# WHAT NEEDS TO BE DONE:
Change "fire truck" to "fire engine" in the records, from the line with "the black armored" to the line with "column 109, row 58", and give those lines again with all else unchanged.

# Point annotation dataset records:
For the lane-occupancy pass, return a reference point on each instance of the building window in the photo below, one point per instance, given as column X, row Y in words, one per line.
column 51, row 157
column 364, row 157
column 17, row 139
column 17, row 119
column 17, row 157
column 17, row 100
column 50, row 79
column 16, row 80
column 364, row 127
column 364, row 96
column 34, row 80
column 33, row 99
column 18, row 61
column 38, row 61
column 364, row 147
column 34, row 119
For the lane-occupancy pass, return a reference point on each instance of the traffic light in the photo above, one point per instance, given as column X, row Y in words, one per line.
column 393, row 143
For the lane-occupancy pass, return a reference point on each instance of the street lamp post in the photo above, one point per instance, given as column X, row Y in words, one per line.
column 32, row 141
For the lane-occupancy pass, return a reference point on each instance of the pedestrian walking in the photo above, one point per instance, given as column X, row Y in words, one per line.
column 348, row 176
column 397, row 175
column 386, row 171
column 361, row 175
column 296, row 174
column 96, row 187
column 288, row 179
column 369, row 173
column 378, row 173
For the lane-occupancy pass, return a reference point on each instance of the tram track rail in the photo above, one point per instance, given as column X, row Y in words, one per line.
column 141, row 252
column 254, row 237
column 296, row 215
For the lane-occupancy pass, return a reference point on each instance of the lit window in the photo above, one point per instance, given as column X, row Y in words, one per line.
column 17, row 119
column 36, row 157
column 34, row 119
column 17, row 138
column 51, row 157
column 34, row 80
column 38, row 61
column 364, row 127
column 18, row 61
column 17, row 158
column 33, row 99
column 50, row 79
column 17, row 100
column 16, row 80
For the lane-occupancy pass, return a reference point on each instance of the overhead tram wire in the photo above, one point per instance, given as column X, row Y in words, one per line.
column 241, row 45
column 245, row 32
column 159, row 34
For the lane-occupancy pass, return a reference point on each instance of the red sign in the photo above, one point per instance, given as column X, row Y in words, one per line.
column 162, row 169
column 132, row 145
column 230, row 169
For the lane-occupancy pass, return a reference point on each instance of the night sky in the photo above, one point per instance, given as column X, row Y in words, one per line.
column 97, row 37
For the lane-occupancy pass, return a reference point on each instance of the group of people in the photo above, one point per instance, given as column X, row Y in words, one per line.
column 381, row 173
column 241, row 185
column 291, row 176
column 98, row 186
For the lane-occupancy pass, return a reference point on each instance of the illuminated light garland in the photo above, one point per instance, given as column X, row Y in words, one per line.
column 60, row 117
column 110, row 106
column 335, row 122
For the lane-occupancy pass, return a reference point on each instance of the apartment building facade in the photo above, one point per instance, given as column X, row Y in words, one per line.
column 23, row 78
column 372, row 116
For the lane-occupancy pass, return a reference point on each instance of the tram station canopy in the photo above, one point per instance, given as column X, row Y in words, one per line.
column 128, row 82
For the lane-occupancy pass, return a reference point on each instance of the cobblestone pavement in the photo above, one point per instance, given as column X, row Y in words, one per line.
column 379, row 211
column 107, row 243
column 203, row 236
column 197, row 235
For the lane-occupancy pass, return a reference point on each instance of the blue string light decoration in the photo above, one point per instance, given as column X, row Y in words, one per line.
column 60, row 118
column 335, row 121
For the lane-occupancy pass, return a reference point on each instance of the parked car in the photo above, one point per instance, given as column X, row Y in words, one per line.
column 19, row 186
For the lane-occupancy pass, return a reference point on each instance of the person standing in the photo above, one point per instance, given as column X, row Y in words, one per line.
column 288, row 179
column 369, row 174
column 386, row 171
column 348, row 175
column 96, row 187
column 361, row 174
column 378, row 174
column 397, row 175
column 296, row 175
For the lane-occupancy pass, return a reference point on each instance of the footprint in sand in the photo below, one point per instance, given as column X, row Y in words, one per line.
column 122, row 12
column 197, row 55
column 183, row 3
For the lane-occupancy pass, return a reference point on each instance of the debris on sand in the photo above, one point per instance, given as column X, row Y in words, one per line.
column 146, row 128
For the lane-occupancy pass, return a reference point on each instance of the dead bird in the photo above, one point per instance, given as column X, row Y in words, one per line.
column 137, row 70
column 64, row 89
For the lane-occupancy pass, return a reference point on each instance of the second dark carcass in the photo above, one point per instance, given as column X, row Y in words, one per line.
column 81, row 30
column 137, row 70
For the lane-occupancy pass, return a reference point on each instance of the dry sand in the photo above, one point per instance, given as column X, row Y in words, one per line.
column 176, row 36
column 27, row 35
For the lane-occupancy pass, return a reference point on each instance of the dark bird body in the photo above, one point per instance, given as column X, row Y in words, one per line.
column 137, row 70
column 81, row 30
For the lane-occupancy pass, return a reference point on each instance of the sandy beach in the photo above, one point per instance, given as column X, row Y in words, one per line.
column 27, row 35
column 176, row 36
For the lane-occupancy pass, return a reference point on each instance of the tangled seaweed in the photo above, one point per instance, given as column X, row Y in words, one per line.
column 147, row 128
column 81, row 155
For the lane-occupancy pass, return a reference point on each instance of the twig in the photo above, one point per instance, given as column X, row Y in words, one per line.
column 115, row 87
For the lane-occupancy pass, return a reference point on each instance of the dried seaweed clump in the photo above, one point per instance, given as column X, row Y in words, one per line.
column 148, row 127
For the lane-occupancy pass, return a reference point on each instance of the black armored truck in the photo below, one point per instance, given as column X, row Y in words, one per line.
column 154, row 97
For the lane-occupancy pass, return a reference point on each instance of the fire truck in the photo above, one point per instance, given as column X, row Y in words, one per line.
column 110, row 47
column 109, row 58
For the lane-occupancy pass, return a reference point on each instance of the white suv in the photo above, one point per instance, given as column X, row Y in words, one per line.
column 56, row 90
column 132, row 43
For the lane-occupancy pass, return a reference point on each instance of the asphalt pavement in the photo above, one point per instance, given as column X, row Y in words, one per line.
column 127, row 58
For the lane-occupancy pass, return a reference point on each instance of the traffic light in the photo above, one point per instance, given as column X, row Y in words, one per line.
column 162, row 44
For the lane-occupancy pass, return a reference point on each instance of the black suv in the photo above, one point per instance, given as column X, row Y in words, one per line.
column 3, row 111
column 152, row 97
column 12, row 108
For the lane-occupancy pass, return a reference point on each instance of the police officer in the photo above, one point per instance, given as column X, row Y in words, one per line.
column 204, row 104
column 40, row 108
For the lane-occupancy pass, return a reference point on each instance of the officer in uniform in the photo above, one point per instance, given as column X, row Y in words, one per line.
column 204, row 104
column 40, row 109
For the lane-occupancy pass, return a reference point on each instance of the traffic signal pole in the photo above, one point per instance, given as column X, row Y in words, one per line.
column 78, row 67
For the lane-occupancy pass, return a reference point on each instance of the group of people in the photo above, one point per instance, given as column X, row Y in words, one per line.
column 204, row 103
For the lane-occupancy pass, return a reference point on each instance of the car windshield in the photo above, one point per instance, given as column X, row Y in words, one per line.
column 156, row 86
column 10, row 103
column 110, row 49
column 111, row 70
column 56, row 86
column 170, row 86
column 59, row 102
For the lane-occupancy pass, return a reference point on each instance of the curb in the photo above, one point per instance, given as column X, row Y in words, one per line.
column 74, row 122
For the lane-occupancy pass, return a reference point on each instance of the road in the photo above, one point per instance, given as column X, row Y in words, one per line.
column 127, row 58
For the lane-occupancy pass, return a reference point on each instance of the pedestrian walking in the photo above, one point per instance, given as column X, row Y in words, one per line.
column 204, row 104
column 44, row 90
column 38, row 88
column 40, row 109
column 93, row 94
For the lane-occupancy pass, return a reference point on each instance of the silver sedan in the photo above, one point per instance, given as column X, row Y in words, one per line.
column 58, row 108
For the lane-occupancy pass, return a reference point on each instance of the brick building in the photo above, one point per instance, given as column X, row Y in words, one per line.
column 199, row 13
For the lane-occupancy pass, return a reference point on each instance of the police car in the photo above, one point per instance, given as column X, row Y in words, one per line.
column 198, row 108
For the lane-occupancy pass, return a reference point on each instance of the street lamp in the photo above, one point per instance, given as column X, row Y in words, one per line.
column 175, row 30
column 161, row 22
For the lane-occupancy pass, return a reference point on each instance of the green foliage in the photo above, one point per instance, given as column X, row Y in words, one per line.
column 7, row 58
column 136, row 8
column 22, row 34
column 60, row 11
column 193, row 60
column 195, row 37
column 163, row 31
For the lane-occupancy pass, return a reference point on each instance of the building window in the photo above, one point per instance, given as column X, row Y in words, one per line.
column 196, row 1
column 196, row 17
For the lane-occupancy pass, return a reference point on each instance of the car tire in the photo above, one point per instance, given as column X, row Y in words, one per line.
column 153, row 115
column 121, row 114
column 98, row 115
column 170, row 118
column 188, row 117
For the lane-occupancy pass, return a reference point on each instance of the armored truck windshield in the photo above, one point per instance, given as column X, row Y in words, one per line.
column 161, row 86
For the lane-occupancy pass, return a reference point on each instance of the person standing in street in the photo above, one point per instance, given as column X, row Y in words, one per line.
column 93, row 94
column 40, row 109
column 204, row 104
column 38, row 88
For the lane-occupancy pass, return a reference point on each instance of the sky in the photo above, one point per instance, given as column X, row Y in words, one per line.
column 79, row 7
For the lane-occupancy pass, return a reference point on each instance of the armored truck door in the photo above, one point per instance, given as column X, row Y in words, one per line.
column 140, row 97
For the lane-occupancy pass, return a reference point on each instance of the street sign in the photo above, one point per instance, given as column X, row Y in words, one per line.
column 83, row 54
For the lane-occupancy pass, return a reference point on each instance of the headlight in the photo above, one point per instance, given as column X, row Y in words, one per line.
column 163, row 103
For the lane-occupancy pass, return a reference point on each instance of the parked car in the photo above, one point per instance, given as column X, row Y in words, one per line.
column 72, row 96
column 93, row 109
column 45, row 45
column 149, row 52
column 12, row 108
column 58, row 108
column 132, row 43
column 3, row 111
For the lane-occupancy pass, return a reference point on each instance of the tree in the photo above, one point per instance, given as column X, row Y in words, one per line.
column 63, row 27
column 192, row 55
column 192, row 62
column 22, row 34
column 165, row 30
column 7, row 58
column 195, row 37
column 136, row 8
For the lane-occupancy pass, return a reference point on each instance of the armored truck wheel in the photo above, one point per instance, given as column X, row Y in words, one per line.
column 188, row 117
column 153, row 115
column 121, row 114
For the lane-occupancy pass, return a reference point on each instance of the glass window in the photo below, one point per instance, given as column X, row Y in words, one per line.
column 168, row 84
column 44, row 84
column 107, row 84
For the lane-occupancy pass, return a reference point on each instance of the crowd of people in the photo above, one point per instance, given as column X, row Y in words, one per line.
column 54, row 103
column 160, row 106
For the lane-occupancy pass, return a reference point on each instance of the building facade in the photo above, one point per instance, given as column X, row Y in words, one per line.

# OUTPUT OF THE EXERCISE:
For the lane-occupancy pass, return a reference point on each instance of the black armored truck in the photo below, one point per instance, given as column X, row Y in words, one per line.
column 154, row 97
For the lane-occupancy pass, return a reference point on each instance of the fire engine in the photo above, one point per instance, given as column X, row Y in words, one per line.
column 110, row 47
column 109, row 58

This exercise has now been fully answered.